--- SET TASK 1 ---
According to the Saint-Saëns text below, which country's national anthem did he compose?

--- TEXT EXCERPT ---
= = =
When I was young, several people of my acquaintance actually knew Camille Saint-Saëns (1835-1921), who actually worked with Hector Berlioz and heard his shattering works while the ink was still wet; who attended the premiere in 1861 of the Paris version of Wagner's Tannhäuser and won that composer's praise for his piano virtuosity. Saint-Saëns played duets with Clara Schumann, formed a mutual admiration society with Franz Liszt (who called Saint-Saëns the greatest organist in the world), exchanged ideas with Rossini, Bizet, Gounod, ad inf.

His own accomplishments were staggering, too, as the composer of hundreds of works, large and small, in all conceivable forms - a dozen operas, incidental music to plays and to a film (as the first "respectable" composer to grace the medium), sacred works, songs, chamber music, symphonies, concertos for violin, cello, and piano, military band music, transcriptions, arrangements, and cadenzas (for Beethoven and Mozart piano concertos). His critical writings are voluminous; he wrote as well on such subjects as philosophy and archeology - and he wrote plays.

Saint-Saëns traveled the world as a virtuoso pianist (he began to play, spontaneously, at the age of two, we're told), visiting Africa, South America (he composed Uruguay's national anthem), Russia - where he became friendly with Tchaikovsky - and the United States, which received him with open arms and open coffers. He was received as a hero every time he visited England.

As late as 1920, Saint-Saëns was still creating elegant, Classically-oriented compositions - although by then chiefly for audiences in the English-speaking world. France had stopped listening.
= = =
--- SET TASK 2 ---
Reproduce the part of the records that opens with the line containing "Can you see the gravestone?" and closes with the line containing "[[65, 107], [53, 76], [92, 71]]", including both of those lines, and nothing else.
= = =
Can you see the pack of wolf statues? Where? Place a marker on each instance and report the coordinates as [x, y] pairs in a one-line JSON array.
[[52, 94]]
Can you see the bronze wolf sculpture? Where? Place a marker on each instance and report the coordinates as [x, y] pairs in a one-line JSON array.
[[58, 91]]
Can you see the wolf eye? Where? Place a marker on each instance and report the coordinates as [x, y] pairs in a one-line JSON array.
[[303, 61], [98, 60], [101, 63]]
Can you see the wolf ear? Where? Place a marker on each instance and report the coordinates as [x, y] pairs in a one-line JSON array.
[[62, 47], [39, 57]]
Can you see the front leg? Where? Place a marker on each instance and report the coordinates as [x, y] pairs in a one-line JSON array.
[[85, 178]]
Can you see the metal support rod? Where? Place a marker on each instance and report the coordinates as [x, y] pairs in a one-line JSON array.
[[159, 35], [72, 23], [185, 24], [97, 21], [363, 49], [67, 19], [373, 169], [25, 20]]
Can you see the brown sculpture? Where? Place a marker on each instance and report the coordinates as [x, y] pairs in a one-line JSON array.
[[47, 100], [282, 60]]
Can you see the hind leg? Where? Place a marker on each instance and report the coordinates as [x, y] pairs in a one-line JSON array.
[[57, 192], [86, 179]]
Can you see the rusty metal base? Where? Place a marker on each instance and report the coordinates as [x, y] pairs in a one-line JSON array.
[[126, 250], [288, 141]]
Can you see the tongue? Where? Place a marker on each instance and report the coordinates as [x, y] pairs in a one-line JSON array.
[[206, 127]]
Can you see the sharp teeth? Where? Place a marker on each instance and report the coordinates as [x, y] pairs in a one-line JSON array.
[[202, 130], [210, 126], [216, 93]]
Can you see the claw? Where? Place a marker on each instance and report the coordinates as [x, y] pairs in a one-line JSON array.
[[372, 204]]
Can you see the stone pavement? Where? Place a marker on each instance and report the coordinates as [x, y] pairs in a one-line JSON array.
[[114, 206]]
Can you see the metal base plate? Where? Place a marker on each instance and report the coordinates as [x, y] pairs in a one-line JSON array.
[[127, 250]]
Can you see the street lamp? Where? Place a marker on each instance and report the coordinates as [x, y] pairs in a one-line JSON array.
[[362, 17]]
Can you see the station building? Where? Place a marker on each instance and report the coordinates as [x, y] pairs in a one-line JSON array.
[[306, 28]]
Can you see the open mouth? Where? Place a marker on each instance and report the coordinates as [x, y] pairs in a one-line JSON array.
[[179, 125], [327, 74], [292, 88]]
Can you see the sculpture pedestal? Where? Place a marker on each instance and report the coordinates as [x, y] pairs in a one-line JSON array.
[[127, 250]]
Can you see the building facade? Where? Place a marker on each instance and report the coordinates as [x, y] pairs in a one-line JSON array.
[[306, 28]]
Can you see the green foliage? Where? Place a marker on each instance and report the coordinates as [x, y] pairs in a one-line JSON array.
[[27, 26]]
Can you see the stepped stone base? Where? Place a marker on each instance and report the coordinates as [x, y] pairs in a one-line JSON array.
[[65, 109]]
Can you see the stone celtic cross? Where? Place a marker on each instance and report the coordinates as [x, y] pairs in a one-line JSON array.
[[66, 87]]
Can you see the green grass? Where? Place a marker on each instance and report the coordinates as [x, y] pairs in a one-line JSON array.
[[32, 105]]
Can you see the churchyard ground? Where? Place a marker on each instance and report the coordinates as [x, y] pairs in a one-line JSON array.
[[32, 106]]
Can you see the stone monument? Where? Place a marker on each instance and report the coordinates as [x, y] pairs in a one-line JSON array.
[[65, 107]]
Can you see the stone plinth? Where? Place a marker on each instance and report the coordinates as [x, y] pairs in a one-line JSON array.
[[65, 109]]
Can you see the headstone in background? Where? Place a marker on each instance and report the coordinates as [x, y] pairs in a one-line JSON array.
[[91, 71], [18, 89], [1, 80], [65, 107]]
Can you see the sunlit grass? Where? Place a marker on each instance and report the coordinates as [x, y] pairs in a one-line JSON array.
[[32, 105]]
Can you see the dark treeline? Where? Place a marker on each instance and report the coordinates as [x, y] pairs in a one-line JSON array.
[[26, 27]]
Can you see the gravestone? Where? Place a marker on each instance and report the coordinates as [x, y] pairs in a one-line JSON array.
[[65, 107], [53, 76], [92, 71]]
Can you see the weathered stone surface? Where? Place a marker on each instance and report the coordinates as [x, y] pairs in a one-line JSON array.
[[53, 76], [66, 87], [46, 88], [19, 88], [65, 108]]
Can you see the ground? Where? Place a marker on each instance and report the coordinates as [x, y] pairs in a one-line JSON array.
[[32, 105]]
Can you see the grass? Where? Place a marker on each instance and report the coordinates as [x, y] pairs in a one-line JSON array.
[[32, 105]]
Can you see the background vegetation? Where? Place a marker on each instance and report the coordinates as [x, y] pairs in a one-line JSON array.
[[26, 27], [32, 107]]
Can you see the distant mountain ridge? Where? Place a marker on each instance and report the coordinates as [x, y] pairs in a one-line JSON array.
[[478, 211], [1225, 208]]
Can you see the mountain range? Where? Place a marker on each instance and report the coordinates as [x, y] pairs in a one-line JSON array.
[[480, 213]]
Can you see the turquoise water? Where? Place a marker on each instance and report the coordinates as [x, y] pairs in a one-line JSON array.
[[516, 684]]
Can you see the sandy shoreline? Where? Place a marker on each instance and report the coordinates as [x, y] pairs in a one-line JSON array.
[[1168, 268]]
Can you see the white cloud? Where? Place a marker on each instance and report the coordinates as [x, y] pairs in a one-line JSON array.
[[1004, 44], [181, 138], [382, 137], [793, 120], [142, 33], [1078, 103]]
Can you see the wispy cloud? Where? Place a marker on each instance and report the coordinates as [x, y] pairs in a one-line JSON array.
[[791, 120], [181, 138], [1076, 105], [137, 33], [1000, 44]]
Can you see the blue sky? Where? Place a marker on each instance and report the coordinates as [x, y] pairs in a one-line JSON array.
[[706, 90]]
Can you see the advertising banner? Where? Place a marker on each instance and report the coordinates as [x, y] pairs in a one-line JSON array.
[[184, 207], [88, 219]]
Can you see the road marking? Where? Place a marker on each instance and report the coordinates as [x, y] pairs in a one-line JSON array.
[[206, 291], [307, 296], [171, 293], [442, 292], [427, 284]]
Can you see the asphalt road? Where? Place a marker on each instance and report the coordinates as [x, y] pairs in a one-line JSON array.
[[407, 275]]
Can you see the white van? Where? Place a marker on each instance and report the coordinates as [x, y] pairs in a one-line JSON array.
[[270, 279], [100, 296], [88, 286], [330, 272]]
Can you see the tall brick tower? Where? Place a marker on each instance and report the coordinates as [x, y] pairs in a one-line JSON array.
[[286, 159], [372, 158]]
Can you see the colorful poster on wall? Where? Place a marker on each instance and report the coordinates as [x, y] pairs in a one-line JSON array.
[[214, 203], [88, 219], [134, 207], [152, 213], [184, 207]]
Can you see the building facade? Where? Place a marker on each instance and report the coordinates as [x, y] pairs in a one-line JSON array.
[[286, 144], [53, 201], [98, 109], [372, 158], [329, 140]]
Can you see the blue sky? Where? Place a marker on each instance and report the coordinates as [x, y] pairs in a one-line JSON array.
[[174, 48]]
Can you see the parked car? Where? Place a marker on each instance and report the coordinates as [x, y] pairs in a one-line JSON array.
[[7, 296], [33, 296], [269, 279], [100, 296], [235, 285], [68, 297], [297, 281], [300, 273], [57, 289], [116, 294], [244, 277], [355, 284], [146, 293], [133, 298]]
= = =
--- WRITTEN SOLUTION 1 ---
Uruguay's.

--- WRITTEN SOLUTION 2 ---
Can you see the gravestone? Where? Place a marker on each instance and report the coordinates as [x, y] pairs in a one-line JSON array.
[[65, 107], [53, 76], [92, 71]]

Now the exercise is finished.